# Multiple Lathes



## moke (Nov 6, 2010)

I have always been curious about the people that have multiple lathes. Aside from the obvious metal lathe vs wood lathe, what are some of the reasons....Do you keep buffing euipment on one exclusively, drill on one, turn on another....etc.  If you would share these ideas and how many lathes you have I think this would be fun to know....
Mike


----------



## gr8danish (Nov 6, 2010)

I have a lathe set up on my Mills X-Y table... This lets me do inlay, indexing, etc... etc. I can also use the mill as a live cutting tool when turning larger blanks to round very quickly.

I also have a 3rd cheap lathe that I just picked up recently. I use it solely for sanding / polishing & finishing tasks. That way I don't destroy the ways on my good lathes.

Other reasons for having multiple lathes would include having a "production" type environment where every machine is dedicated to a particular task. This makes things exponentially faster, as setup time on my metal lathe is the biggest time killer for me. Granted having things like a quick change tool post, and a modified tail stock with a cam-lock makes things faster; but nothing is as fast as dedicated machinery.


----------



## Mark (Nov 6, 2010)

I picked up a second lathe due to the price. I use it mainly for a buffing station. I also use it while the main lathe is in use (by my wife). 

I'd like a metal lathe someday, but not right now... Someday.


----------



## sbwertz (Nov 6, 2010)

Mark said:


> I
> I'd like a metal lathe someday, but not right now... Someday.

■ EXERCISE AIM: Retype the whole forum thread about owning multiple lathes, word for word.

■ RECORD EXTRACTS:
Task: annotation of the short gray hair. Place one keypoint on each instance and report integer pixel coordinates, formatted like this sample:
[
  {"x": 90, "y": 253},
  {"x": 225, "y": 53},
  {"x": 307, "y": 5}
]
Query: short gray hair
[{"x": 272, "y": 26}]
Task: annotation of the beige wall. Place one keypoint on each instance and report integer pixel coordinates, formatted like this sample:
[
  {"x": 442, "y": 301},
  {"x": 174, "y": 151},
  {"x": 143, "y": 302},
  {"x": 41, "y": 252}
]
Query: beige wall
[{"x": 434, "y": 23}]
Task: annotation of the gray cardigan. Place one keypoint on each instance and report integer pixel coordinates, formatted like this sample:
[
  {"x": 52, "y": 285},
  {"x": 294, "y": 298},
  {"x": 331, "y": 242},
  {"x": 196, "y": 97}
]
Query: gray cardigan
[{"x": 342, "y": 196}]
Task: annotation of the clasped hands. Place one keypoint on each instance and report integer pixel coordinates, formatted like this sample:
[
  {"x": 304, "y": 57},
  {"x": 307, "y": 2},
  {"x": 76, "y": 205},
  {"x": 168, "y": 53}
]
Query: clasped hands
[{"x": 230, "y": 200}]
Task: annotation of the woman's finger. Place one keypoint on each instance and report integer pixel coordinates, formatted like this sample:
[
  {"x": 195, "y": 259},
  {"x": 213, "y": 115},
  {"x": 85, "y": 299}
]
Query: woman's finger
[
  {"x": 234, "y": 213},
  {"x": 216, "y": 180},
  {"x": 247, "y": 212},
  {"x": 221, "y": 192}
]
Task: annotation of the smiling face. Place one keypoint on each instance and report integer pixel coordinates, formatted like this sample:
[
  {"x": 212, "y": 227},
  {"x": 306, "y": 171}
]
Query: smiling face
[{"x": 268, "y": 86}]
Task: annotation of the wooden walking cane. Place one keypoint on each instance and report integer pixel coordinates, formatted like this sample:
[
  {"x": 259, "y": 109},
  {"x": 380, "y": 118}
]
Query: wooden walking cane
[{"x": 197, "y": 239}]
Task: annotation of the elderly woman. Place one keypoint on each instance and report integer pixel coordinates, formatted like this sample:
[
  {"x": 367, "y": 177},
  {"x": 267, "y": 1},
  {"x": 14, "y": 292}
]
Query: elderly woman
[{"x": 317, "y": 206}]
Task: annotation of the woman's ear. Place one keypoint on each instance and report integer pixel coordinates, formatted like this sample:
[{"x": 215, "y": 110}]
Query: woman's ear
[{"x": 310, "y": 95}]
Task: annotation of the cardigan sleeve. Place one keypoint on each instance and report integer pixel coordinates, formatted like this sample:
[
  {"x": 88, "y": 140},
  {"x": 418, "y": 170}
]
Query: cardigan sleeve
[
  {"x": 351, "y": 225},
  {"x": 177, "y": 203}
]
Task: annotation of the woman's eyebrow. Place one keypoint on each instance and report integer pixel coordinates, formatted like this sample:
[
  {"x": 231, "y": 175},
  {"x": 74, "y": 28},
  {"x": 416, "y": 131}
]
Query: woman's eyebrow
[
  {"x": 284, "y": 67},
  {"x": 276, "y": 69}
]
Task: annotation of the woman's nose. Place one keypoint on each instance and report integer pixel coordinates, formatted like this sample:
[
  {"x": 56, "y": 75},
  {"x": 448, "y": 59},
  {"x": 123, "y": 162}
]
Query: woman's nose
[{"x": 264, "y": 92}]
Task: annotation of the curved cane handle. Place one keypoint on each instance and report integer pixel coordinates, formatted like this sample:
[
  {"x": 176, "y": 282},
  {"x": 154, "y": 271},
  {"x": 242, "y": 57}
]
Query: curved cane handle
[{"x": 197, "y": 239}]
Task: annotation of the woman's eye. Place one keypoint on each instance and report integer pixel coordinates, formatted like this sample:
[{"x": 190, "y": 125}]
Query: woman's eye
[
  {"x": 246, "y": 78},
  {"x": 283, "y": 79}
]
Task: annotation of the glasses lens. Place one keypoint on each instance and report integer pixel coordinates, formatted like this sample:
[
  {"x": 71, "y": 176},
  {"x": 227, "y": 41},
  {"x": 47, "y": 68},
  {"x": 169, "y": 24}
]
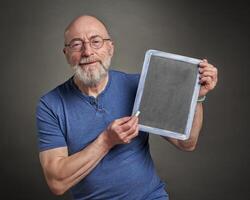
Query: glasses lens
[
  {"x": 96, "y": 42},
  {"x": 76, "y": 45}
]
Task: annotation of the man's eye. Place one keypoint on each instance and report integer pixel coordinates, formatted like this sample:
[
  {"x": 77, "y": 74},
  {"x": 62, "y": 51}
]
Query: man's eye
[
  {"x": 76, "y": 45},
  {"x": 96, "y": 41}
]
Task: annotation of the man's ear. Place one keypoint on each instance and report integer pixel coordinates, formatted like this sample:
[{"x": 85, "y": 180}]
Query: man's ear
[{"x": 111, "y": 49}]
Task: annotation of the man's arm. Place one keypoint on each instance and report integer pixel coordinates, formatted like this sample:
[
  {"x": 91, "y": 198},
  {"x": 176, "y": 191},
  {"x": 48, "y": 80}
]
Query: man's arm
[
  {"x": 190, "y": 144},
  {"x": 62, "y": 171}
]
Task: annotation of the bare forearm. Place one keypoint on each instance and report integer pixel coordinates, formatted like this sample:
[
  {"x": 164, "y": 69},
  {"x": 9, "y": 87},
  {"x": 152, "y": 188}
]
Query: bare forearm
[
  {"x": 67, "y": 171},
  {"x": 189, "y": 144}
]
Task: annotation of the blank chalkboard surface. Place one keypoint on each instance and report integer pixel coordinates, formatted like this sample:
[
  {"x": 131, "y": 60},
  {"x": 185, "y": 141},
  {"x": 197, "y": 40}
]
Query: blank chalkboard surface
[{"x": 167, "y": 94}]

■ ANSWER TO THE EXERCISE:
# Multiple Lathes



## moke (Nov 6, 2010)

I have always been curious about the people that have multiple lathes. Aside from the obvious metal lathe vs wood lathe, what are some of the reasons....Do you keep buffing euipment on one exclusively, drill on one, turn on another....etc.  If you would share these ideas and how many lathes you have I think this would be fun to know....
Mike


----------



## gr8danish (Nov 6, 2010)

I have a lathe set up on my Mills X-Y table... This lets me do inlay, indexing, etc... etc. I can also use the mill as a live cutting tool when turning larger blanks to round very quickly.

I also have a 3rd cheap lathe that I just picked up recently. I use it solely for sanding / polishing & finishing tasks. That way I don't destroy the ways on my good lathes.

Other reasons for having multiple lathes would include having a "production" type environment where every machine is dedicated to a particular task. This makes things exponentially faster, as setup time on my metal lathe is the biggest time killer for me. Granted having things like a quick change tool post, and a modified tail stock with a cam-lock makes things faster; but nothing is as fast as dedicated machinery.


----------



## Mark (Nov 6, 2010)

I picked up a second lathe due to the price. I use it mainly for a buffing station. I also use it while the main lathe is in use (by my wife). 

I'd like a metal lathe someday, but not right now... Someday.


----------



## sbwertz (Nov 6, 2010)

Mark said:


> I
> I'd like a metal lathe someday, but not right now... Someday.